> **WHAT NEEDS TO BE DONE**: Look through the material below and copy exactly the lines from the line with "Task: put a pin on every instance of the racing slick" to the line with "Task: put a pin on every instance of the race track", those two lines included.

> **RECORDS PROVIDED**:
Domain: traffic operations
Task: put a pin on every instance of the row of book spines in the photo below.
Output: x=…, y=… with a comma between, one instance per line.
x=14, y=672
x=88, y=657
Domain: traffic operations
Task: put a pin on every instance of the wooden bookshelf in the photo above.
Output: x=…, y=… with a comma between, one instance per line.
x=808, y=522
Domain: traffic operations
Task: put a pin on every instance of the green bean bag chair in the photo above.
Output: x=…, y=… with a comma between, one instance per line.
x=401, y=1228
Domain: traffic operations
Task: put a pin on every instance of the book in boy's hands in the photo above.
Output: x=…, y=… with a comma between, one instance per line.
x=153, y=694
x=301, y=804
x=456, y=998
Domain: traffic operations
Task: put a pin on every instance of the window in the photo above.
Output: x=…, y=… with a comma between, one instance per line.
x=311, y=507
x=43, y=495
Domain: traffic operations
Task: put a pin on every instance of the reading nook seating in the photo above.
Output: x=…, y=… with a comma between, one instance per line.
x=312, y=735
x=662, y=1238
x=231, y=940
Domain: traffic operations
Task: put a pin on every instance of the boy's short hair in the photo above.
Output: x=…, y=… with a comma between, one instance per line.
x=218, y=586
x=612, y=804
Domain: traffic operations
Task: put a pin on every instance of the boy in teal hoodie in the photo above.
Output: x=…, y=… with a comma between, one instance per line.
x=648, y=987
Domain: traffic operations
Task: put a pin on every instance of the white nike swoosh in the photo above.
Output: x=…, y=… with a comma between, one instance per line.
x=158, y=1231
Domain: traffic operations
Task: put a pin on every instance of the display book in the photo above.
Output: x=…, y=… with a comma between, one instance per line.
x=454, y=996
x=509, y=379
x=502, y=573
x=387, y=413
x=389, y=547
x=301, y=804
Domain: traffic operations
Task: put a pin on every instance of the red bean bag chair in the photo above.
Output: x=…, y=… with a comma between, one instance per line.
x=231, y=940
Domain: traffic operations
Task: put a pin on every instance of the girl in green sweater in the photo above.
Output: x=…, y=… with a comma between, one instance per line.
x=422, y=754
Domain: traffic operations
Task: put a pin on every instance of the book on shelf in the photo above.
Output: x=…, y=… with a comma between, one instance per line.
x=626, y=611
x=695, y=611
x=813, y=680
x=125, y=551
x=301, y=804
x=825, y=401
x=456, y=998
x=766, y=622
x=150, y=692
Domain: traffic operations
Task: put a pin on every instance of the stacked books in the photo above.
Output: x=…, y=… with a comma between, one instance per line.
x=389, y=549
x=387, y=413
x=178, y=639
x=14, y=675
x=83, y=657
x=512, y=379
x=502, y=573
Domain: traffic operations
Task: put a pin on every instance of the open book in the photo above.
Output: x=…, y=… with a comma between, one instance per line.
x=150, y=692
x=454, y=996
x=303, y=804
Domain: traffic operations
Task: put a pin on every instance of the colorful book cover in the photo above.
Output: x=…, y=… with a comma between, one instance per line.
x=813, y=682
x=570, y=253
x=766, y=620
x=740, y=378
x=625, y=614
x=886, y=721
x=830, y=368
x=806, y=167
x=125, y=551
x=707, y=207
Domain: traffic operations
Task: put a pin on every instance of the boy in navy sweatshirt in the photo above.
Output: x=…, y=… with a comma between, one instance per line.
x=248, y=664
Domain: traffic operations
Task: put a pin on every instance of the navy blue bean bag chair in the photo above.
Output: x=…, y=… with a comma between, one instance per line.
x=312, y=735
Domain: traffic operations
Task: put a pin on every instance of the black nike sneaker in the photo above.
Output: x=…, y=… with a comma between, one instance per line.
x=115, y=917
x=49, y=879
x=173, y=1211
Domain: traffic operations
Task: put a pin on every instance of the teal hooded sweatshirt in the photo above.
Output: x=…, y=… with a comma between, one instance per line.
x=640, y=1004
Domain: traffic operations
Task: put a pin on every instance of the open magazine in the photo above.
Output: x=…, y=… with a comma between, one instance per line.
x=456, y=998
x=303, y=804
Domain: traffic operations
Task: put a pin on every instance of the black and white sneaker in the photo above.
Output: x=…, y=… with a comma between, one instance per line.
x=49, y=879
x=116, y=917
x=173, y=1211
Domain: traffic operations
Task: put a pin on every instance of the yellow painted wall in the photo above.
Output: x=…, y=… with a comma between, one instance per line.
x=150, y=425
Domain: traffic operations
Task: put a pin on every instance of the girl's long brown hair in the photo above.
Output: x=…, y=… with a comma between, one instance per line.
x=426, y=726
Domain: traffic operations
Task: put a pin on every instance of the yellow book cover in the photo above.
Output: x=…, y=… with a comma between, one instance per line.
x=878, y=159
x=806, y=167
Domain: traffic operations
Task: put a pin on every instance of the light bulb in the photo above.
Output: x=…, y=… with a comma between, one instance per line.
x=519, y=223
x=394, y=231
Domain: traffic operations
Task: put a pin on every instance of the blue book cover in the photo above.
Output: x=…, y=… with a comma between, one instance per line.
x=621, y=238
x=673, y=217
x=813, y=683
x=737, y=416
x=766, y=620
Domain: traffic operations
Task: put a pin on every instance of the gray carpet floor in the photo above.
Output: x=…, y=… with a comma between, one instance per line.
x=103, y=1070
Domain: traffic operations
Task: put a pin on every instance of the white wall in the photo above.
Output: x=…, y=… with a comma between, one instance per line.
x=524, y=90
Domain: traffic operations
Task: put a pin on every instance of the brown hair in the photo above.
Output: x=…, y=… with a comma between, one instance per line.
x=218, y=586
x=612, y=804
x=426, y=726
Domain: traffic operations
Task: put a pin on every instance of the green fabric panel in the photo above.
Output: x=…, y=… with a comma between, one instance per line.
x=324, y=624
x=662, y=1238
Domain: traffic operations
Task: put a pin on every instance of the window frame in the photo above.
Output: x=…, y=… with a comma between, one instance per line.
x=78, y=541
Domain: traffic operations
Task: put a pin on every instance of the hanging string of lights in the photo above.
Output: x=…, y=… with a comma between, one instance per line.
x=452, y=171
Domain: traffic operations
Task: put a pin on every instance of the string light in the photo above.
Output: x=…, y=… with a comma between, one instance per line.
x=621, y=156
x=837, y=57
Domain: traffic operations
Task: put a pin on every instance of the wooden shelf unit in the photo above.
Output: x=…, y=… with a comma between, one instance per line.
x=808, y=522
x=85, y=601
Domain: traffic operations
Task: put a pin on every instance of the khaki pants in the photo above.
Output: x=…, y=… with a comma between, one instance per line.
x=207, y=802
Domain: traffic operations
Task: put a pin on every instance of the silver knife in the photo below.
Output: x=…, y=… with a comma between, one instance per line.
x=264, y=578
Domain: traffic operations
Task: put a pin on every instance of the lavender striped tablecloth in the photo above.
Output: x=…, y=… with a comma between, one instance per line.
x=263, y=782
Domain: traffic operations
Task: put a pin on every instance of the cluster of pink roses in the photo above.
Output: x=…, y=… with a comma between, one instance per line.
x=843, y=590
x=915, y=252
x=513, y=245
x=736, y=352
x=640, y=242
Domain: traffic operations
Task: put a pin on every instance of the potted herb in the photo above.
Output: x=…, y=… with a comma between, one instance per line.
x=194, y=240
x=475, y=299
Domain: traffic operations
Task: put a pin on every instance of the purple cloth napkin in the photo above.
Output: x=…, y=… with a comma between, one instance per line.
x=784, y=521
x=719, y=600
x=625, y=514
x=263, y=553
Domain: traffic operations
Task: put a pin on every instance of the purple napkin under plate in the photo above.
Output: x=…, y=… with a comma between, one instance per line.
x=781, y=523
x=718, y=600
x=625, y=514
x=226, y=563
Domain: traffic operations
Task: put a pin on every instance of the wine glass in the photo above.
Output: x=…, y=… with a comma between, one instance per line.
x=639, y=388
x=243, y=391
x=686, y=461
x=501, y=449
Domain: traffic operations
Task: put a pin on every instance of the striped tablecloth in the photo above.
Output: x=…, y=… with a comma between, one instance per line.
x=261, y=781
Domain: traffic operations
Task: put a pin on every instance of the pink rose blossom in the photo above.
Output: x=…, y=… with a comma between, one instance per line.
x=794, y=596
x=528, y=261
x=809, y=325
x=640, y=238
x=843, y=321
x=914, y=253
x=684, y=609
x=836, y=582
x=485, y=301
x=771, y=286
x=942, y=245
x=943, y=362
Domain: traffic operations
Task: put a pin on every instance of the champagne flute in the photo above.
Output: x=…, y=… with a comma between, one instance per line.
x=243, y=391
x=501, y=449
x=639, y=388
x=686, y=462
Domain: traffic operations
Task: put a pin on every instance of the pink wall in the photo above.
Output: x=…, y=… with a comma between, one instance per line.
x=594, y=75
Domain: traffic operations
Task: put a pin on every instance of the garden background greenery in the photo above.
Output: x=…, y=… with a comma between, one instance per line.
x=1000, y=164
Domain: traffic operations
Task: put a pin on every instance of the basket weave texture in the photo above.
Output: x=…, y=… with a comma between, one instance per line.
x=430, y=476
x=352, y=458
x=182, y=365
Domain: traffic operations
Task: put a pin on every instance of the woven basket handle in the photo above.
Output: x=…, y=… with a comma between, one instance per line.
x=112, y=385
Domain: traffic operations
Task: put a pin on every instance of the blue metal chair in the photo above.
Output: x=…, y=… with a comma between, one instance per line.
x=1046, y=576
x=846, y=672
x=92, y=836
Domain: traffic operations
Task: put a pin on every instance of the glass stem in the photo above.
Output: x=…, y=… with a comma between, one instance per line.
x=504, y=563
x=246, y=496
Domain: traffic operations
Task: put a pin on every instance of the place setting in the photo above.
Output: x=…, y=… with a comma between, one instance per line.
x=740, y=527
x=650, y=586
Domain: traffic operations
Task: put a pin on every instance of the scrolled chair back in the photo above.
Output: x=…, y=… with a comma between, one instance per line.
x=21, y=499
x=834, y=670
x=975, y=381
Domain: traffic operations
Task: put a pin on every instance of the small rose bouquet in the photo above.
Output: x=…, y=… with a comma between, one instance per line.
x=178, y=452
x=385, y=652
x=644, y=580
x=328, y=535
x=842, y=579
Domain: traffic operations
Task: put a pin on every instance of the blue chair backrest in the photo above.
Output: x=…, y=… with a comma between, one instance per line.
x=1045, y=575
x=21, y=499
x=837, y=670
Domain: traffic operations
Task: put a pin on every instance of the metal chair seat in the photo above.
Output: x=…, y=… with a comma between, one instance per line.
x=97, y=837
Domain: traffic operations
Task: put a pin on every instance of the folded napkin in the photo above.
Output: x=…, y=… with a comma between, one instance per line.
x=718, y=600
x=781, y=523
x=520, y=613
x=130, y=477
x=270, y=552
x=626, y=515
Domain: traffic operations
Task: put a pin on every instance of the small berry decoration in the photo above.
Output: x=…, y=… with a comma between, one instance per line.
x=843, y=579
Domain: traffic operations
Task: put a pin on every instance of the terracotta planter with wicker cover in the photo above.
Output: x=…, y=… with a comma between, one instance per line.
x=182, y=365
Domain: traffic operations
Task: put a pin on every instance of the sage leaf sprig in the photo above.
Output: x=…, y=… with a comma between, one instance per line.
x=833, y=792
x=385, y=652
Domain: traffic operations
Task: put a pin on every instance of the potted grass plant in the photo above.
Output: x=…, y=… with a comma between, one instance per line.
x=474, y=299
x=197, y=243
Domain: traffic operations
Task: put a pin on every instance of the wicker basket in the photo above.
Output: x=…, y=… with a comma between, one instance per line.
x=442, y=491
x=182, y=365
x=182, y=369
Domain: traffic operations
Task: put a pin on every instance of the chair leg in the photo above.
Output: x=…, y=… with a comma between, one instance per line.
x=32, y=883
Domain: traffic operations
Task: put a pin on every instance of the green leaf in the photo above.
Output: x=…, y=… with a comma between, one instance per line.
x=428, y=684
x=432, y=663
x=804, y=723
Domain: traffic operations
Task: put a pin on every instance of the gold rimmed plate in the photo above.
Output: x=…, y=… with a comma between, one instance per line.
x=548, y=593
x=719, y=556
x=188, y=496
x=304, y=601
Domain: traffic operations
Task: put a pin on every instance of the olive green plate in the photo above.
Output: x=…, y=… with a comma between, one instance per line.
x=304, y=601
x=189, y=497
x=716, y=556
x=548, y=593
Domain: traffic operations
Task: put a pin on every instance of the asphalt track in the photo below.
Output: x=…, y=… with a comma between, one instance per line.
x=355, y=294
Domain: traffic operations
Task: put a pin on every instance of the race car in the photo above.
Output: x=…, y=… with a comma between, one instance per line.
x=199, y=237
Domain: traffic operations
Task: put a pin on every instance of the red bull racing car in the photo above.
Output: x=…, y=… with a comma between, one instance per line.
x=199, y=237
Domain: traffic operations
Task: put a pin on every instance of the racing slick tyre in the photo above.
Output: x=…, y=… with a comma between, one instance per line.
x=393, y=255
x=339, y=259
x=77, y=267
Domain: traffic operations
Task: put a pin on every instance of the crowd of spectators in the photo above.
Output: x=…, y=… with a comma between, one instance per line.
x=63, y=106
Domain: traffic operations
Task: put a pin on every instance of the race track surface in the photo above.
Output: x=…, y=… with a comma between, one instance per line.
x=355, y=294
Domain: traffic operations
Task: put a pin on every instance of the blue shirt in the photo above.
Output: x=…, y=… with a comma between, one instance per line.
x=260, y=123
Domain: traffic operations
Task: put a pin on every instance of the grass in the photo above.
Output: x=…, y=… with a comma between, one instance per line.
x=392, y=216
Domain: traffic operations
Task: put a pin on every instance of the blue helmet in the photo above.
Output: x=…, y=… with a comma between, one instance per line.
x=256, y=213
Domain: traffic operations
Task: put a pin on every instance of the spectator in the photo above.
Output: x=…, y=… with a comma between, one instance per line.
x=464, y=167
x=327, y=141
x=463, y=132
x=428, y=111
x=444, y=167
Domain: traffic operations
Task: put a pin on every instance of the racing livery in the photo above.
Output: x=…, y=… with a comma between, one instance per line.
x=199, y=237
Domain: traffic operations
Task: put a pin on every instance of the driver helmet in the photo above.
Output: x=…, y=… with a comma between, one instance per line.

> **ANSWER SPACE**:
Task: put a pin on every instance of the racing slick tyre in the photo above.
Output: x=…, y=… with a comma between, one instance per line.
x=393, y=255
x=339, y=259
x=77, y=267
Domain: traffic operations
Task: put a pin on every instance of the crowd of spectators in the photo above.
Output: x=…, y=… with a comma between, one instance per line.
x=63, y=106
Domain: traffic operations
Task: put a pin on every instance of the race track surface in the photo above.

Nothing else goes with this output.